Provided text:
▬▬▬▬▬▬
It is important to clean-up and recover from environmental damage after an emergency. Environmental damage is the impact pollution causes to the bio-physical environment. It can affect survival, growth, reproduction, behaviour, community composition, ecological process functions, physical and chemical habitat quality and structure. There can also be impacts on socio-economic services.
The two key parts of recovery are environmental damage assessment and restoration. Environment Canada’s end goal is that the polluter restores the environment after a spill.
Damage Assessment and Restoration
Once the immediate emergency has ended and the initial clean-up has been done, there are often still lingering and long-term environmental impacts. Recovery activities are designed to examine these possible long-term impacts through damage assessment. During this phase, experts determine the nature and extent that environmental pollution has injured natural resources, ecological service flows and socio-economic service flows.
For instance, damage assessment will involve looking at the natural resources in the area such as fish, birds, mammals, or the physical environment itself. Ecological service flows look at the biological or physical services provided and used within an ecosystem such as the organisms as food sources for other organisms higher up the food chain. The socio-economic service flows examine services provided by the environment and used by people, for example recreational beaches.
Once damage assessment is complete, restoration gets underway. During restoration there are priorities assigned to the most important areas. This is also the phase where there might be damage restoration or compensation sought from the polluter, such as a court award to the Environmental Damages Fund.
▬▬▬▬▬▬
Extracted data:
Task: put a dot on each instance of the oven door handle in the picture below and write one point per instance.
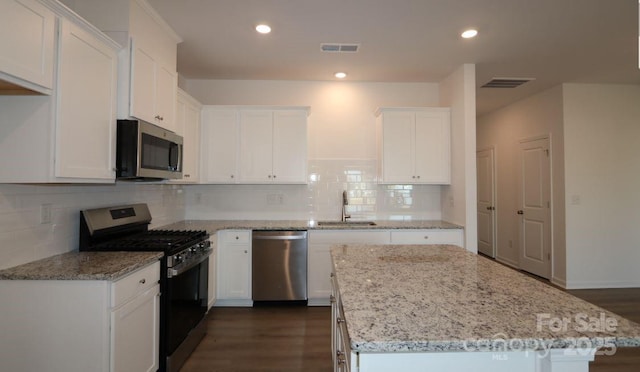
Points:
(175, 271)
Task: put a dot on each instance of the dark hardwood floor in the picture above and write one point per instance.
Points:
(283, 339)
(289, 339)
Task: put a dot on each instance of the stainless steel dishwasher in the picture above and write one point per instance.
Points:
(279, 266)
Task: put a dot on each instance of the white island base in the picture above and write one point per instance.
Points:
(555, 360)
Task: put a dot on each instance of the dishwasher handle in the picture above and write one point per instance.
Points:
(279, 237)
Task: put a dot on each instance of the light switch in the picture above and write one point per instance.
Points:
(575, 199)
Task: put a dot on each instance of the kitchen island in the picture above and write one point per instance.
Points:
(441, 308)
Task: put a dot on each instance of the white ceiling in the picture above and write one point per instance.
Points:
(553, 41)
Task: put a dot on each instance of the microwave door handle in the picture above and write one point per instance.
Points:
(172, 149)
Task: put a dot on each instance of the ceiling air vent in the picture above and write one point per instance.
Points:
(506, 82)
(339, 48)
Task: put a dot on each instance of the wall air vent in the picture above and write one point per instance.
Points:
(339, 48)
(506, 82)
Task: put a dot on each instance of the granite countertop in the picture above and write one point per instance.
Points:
(211, 226)
(82, 266)
(399, 298)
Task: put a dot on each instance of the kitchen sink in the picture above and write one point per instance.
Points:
(346, 223)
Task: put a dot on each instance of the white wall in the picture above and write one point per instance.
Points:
(459, 199)
(23, 238)
(602, 163)
(537, 115)
(342, 152)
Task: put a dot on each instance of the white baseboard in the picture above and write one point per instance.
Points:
(233, 303)
(507, 262)
(318, 302)
(559, 282)
(601, 284)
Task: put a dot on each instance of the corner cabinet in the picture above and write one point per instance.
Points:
(26, 47)
(233, 268)
(69, 136)
(84, 325)
(147, 83)
(254, 145)
(414, 145)
(188, 126)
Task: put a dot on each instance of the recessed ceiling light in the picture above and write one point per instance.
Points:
(468, 34)
(263, 29)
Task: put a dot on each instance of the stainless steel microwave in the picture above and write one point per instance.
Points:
(147, 152)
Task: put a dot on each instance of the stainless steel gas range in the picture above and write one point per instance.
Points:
(184, 272)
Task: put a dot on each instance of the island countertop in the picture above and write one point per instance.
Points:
(108, 266)
(212, 226)
(430, 298)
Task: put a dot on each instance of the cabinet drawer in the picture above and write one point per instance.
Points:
(430, 236)
(237, 237)
(348, 236)
(134, 284)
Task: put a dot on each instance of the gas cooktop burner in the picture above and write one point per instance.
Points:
(167, 241)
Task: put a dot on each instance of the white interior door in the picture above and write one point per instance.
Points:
(535, 203)
(485, 166)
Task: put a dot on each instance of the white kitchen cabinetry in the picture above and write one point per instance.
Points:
(428, 236)
(188, 126)
(340, 344)
(147, 84)
(69, 136)
(254, 145)
(234, 268)
(319, 265)
(414, 145)
(273, 146)
(85, 325)
(219, 132)
(26, 47)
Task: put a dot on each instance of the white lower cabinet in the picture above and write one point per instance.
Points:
(81, 325)
(234, 268)
(319, 258)
(428, 236)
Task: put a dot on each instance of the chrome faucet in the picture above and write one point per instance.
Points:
(345, 202)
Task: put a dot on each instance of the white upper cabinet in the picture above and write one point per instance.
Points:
(154, 81)
(26, 46)
(414, 145)
(273, 146)
(188, 126)
(254, 145)
(86, 120)
(219, 134)
(69, 136)
(147, 84)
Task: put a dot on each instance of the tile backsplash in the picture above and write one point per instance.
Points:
(320, 199)
(24, 237)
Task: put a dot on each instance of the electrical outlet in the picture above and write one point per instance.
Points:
(45, 213)
(275, 199)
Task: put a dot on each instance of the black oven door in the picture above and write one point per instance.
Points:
(186, 303)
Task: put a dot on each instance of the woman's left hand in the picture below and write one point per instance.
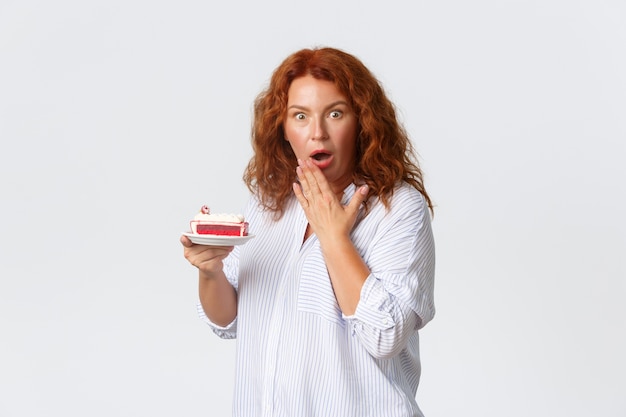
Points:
(328, 218)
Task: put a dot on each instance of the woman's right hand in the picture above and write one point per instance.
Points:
(208, 259)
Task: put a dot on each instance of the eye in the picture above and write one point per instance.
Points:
(335, 114)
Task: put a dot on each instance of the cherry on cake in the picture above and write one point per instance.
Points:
(205, 223)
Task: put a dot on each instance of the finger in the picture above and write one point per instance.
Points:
(297, 189)
(357, 199)
(319, 179)
(308, 180)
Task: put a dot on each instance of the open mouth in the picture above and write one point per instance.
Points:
(320, 156)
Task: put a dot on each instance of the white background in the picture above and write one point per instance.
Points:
(119, 119)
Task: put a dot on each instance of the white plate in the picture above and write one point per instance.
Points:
(214, 240)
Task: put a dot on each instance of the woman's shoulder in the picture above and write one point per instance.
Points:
(406, 196)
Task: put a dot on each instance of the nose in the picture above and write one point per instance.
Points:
(319, 130)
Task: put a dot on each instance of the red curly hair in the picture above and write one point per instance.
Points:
(385, 155)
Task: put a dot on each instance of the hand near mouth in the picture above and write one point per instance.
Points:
(329, 219)
(332, 222)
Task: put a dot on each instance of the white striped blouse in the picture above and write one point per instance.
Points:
(297, 354)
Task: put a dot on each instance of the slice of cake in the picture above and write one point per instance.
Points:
(205, 223)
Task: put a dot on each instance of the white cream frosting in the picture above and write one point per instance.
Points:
(220, 217)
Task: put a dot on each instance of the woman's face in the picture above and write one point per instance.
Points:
(321, 125)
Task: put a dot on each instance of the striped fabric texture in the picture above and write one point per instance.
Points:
(297, 354)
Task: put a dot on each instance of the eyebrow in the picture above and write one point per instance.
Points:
(331, 105)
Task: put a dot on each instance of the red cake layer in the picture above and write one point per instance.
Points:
(222, 229)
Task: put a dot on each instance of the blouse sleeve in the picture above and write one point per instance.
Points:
(231, 269)
(397, 297)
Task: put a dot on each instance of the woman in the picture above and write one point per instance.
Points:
(327, 300)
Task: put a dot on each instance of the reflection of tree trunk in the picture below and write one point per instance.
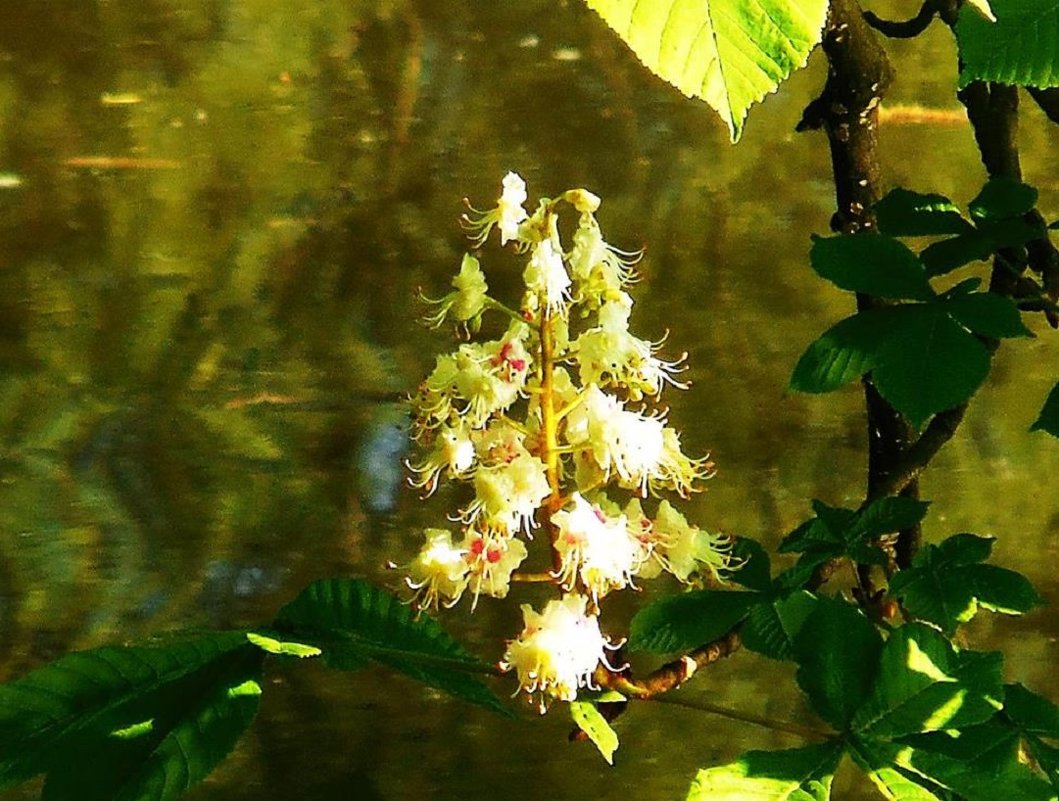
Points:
(847, 110)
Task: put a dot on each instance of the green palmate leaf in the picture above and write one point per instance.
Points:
(876, 761)
(772, 625)
(871, 264)
(845, 352)
(129, 723)
(1020, 48)
(975, 780)
(987, 314)
(1003, 198)
(354, 622)
(946, 255)
(904, 213)
(731, 53)
(837, 651)
(946, 584)
(923, 683)
(1048, 419)
(594, 725)
(794, 775)
(929, 363)
(687, 620)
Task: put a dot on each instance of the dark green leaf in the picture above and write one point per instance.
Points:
(1020, 48)
(837, 651)
(353, 622)
(755, 572)
(795, 775)
(929, 363)
(923, 683)
(845, 352)
(594, 725)
(94, 691)
(772, 626)
(689, 619)
(1031, 712)
(905, 213)
(877, 761)
(162, 744)
(1048, 419)
(987, 314)
(945, 584)
(1003, 198)
(946, 255)
(872, 264)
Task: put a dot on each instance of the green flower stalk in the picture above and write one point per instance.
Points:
(539, 422)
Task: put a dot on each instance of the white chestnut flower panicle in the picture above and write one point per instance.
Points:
(558, 650)
(542, 420)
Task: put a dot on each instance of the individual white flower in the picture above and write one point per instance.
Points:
(594, 548)
(557, 651)
(438, 572)
(598, 270)
(506, 216)
(491, 559)
(621, 442)
(507, 495)
(685, 550)
(467, 302)
(609, 354)
(548, 284)
(452, 455)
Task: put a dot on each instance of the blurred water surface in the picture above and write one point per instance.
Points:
(213, 218)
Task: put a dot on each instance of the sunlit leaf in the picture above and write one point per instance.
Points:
(689, 619)
(923, 683)
(594, 725)
(794, 775)
(905, 213)
(354, 622)
(731, 53)
(837, 651)
(872, 264)
(946, 584)
(1020, 48)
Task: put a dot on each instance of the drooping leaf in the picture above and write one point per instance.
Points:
(594, 725)
(837, 651)
(987, 314)
(929, 363)
(1020, 48)
(975, 780)
(905, 213)
(772, 625)
(794, 775)
(730, 53)
(689, 619)
(923, 683)
(876, 761)
(354, 622)
(1003, 198)
(1048, 419)
(946, 584)
(844, 352)
(114, 721)
(873, 264)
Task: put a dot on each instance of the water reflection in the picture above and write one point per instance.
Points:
(214, 215)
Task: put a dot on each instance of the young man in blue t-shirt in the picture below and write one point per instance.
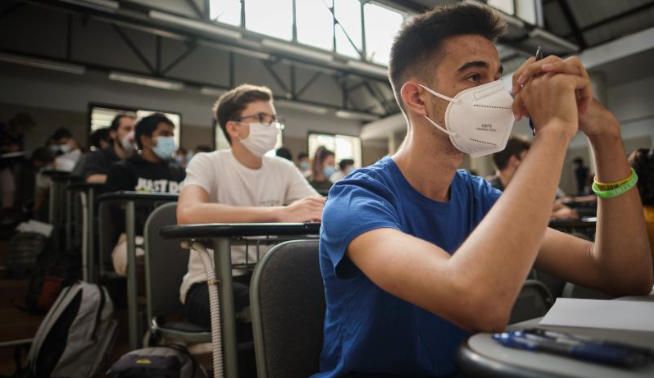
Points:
(415, 254)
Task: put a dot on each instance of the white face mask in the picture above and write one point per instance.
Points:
(479, 119)
(262, 138)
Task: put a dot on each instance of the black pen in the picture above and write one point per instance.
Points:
(539, 56)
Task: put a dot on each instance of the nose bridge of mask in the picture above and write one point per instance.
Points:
(446, 98)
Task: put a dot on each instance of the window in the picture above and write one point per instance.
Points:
(101, 116)
(315, 23)
(382, 24)
(226, 11)
(348, 15)
(505, 6)
(270, 17)
(344, 146)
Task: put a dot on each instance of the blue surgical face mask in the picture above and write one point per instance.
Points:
(165, 147)
(328, 171)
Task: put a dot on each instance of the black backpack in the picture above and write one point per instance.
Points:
(172, 361)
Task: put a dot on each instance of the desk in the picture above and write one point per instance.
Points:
(584, 226)
(130, 199)
(221, 237)
(480, 355)
(87, 192)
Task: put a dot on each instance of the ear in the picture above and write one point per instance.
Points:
(232, 131)
(413, 98)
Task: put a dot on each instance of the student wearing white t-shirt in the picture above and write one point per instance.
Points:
(240, 185)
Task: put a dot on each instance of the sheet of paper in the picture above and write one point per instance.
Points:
(607, 314)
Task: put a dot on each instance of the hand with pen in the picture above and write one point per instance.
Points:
(594, 119)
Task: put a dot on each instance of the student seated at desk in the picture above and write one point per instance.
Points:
(642, 161)
(415, 254)
(98, 162)
(241, 185)
(152, 170)
(507, 162)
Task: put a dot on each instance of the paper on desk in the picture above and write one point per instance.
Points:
(606, 314)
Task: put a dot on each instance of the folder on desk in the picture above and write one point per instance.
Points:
(618, 314)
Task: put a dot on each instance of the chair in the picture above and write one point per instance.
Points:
(288, 307)
(165, 265)
(533, 301)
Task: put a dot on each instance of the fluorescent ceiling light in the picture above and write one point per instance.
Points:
(95, 4)
(239, 50)
(297, 50)
(347, 114)
(43, 63)
(213, 92)
(368, 68)
(145, 80)
(195, 25)
(302, 107)
(558, 41)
▬▬▬▬▬▬
List every example of natural resources that the text above on environmental recovery names as subjects of damage assessment.

- Fish
- Birds
- Mammals
- The physical environment itself